SET PROBLEM:
Copy out word for word the lines from the one containing "Confirm that each instance of the canal in" through the end of the records, both ends included.
# start of RECORDS FOR THE EXERCISE
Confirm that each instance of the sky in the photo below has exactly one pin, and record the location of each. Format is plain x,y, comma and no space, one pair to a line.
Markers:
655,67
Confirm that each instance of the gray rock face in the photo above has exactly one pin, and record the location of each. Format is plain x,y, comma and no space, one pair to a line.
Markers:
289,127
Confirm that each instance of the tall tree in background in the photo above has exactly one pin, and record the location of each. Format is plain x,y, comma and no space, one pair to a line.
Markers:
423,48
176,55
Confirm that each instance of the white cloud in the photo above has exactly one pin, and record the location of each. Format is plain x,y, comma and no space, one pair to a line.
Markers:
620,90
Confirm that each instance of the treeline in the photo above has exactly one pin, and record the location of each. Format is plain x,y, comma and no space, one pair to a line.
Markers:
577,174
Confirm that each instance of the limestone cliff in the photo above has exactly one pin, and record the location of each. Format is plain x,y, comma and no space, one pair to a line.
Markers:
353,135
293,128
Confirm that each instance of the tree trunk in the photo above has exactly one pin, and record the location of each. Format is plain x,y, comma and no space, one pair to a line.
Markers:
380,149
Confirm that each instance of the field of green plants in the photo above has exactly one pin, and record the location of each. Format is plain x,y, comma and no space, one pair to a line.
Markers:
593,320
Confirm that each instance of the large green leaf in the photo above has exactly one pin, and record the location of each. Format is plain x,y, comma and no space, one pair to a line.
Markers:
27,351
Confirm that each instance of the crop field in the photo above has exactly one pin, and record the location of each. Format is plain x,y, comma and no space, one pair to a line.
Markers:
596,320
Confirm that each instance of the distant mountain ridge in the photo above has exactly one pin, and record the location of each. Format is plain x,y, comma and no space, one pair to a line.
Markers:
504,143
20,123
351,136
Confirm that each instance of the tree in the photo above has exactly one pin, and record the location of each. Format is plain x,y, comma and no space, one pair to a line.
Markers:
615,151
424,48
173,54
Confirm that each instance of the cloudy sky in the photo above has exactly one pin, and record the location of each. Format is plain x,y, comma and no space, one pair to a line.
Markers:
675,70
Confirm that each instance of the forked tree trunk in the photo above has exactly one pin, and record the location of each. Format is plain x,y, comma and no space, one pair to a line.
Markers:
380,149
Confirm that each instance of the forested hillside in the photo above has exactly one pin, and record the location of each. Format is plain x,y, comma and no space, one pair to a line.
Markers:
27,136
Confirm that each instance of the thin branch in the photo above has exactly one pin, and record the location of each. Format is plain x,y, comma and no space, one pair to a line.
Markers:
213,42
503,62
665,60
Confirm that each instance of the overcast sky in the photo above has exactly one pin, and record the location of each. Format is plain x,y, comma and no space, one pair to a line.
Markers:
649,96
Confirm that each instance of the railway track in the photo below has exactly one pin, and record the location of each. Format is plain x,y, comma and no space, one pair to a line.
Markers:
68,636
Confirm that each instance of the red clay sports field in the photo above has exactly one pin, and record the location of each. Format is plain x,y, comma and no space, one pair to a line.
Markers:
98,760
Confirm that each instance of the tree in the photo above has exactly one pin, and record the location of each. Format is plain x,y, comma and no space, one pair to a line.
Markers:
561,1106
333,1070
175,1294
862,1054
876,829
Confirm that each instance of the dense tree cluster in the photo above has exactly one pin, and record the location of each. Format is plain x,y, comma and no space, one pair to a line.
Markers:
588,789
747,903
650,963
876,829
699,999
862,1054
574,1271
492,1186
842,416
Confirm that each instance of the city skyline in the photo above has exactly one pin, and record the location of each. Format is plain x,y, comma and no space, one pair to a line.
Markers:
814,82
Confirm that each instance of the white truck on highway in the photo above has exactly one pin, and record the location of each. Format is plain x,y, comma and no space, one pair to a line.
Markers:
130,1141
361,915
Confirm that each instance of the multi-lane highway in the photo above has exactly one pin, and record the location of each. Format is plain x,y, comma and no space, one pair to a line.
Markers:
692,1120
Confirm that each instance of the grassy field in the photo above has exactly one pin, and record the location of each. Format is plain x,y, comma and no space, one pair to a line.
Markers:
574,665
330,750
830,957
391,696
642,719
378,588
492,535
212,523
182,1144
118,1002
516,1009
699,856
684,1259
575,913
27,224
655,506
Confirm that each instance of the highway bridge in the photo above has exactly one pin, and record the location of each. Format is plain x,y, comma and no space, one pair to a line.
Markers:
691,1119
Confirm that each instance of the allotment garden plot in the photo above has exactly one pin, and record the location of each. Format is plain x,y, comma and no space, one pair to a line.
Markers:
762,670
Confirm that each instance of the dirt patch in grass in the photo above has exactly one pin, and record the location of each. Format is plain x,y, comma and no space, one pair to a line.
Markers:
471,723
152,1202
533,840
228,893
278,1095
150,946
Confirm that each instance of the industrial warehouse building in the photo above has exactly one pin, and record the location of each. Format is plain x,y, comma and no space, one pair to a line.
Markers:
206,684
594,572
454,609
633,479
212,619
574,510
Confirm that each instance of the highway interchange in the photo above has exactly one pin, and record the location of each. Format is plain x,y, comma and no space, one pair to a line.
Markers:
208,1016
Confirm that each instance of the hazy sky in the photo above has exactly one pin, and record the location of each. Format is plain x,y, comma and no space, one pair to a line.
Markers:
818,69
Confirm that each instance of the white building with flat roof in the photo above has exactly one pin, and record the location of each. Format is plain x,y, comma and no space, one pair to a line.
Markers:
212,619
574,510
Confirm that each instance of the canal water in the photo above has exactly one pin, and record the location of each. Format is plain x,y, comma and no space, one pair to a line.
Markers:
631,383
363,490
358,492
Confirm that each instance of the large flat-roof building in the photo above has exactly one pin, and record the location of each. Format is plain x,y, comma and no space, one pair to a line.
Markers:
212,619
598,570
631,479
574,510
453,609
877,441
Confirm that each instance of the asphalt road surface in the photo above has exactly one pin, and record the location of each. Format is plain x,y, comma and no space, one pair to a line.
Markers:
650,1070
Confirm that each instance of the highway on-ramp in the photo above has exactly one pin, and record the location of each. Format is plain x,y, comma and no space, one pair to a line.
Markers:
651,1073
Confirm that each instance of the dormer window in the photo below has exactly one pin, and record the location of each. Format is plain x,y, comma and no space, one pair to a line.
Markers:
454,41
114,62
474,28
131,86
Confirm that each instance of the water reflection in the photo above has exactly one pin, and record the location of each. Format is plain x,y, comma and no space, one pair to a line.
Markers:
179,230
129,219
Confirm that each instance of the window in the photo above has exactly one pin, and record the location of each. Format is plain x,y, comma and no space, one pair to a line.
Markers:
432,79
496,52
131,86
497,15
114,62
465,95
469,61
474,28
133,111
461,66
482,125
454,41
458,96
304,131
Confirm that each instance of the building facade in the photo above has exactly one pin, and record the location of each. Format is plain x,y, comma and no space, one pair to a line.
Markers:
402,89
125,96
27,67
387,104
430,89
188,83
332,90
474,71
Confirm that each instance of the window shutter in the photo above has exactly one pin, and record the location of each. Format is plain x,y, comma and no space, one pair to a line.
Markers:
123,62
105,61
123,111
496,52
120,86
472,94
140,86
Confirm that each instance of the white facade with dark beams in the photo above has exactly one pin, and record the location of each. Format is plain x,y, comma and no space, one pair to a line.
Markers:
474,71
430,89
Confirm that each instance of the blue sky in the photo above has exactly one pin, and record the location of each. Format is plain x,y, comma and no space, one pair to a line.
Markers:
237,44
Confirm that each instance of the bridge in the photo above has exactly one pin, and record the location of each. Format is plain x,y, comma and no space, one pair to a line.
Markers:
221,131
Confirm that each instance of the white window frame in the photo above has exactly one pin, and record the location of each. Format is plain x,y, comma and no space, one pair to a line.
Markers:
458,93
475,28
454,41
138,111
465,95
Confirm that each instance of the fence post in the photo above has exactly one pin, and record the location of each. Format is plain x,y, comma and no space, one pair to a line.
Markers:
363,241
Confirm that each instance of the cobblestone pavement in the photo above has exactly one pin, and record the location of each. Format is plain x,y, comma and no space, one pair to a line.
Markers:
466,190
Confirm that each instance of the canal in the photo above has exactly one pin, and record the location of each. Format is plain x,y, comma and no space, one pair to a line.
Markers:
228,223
# end of RECORDS FOR THE EXERCISE
WRITTEN SOLUTION:
Confirm that each instance of the canal in the photo above has exactly one pin, and record the location of each. Format is plain x,y, comma and no space, one pair to a line.
Markers:
228,223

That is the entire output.